> What you need to do
Which lines in the items below contain the string "gray", with uppercase and lowercase treated as different? Locate each such line and copy it out in full.

> Record list

* start *

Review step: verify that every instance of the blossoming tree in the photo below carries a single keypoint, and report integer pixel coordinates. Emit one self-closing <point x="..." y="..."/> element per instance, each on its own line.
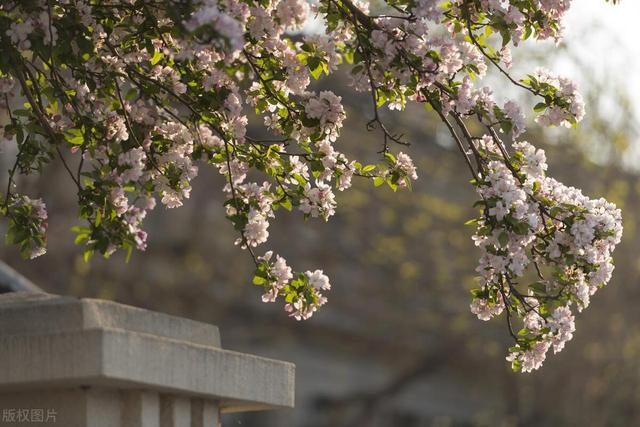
<point x="132" y="96"/>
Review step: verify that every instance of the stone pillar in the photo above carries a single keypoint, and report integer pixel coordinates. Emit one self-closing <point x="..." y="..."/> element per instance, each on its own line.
<point x="70" y="362"/>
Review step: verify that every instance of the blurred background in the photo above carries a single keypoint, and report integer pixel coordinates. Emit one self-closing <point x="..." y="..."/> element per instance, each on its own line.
<point x="396" y="345"/>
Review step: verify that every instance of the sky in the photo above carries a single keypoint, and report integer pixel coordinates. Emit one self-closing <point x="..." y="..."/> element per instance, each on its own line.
<point x="606" y="37"/>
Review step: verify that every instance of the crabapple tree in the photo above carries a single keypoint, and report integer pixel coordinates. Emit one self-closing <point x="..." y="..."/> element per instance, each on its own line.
<point x="134" y="96"/>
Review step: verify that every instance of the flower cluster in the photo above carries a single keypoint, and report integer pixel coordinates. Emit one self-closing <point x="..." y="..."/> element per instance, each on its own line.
<point x="136" y="96"/>
<point x="531" y="223"/>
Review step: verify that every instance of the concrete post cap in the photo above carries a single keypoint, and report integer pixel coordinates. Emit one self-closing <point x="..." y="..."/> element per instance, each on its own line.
<point x="49" y="341"/>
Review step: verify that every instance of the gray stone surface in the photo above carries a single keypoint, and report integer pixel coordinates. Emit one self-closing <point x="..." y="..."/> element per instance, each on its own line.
<point x="50" y="342"/>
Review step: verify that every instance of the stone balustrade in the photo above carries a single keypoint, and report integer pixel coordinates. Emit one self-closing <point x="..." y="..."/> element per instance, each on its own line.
<point x="70" y="362"/>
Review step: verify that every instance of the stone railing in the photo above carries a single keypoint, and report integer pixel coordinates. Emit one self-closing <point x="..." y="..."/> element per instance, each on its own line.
<point x="70" y="362"/>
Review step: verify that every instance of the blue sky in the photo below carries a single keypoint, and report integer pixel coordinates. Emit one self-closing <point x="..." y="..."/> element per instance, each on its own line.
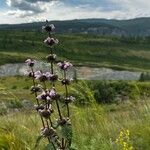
<point x="22" y="11"/>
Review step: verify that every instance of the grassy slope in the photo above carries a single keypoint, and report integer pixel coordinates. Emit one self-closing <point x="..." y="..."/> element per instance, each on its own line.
<point x="95" y="127"/>
<point x="16" y="46"/>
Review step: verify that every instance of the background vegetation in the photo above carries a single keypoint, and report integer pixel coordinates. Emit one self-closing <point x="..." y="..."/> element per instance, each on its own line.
<point x="95" y="126"/>
<point x="91" y="50"/>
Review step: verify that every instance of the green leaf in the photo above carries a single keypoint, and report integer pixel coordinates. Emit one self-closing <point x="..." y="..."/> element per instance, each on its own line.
<point x="67" y="133"/>
<point x="55" y="125"/>
<point x="49" y="147"/>
<point x="40" y="137"/>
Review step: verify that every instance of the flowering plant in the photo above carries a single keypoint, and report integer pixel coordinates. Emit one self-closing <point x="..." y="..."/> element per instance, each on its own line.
<point x="58" y="130"/>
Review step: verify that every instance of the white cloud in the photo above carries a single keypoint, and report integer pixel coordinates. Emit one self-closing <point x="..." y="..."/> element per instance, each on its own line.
<point x="37" y="10"/>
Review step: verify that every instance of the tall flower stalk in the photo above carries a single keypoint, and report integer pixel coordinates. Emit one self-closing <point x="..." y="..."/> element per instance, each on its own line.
<point x="57" y="130"/>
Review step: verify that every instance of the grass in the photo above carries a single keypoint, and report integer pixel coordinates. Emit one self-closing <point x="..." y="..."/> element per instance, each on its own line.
<point x="88" y="50"/>
<point x="94" y="126"/>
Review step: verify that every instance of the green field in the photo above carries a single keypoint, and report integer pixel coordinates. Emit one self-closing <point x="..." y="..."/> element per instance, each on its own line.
<point x="99" y="119"/>
<point x="95" y="126"/>
<point x="90" y="50"/>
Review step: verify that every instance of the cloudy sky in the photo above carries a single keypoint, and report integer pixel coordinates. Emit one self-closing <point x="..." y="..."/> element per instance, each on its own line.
<point x="23" y="11"/>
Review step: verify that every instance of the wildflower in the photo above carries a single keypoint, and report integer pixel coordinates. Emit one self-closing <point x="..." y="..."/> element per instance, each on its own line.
<point x="69" y="99"/>
<point x="30" y="62"/>
<point x="35" y="89"/>
<point x="62" y="121"/>
<point x="48" y="28"/>
<point x="47" y="132"/>
<point x="45" y="113"/>
<point x="42" y="76"/>
<point x="30" y="74"/>
<point x="44" y="96"/>
<point x="40" y="107"/>
<point x="51" y="41"/>
<point x="64" y="65"/>
<point x="53" y="77"/>
<point x="53" y="94"/>
<point x="65" y="82"/>
<point x="51" y="58"/>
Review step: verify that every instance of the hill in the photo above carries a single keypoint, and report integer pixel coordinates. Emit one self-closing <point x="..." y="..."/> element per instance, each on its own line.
<point x="132" y="27"/>
<point x="87" y="50"/>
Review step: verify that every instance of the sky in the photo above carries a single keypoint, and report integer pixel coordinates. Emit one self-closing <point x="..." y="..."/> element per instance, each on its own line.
<point x="24" y="11"/>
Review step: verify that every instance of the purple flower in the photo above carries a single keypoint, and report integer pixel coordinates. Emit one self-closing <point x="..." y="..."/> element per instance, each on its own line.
<point x="44" y="96"/>
<point x="51" y="57"/>
<point x="64" y="65"/>
<point x="51" y="41"/>
<point x="30" y="62"/>
<point x="42" y="76"/>
<point x="53" y="77"/>
<point x="53" y="94"/>
<point x="48" y="28"/>
<point x="69" y="99"/>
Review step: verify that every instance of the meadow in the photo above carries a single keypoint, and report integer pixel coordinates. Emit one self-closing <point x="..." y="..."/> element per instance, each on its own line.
<point x="110" y="115"/>
<point x="94" y="50"/>
<point x="95" y="126"/>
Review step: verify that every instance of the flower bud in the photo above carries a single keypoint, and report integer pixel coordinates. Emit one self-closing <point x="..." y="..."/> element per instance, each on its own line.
<point x="51" y="58"/>
<point x="40" y="107"/>
<point x="65" y="82"/>
<point x="45" y="113"/>
<point x="53" y="77"/>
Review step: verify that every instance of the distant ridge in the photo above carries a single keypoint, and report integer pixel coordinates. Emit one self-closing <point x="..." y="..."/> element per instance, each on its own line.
<point x="131" y="27"/>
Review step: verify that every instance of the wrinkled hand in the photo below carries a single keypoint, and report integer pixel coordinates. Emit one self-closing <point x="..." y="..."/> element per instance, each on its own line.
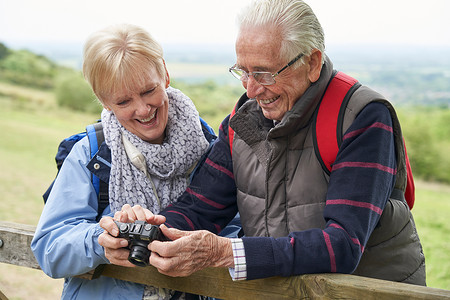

* end *

> Answer below
Review step: verify that every instance of the gray stone surface in the photo above carries a single keypoint, and report integer pixel coordinates. Emit one self-closing <point x="..." y="..."/> element per instance, each on its own line.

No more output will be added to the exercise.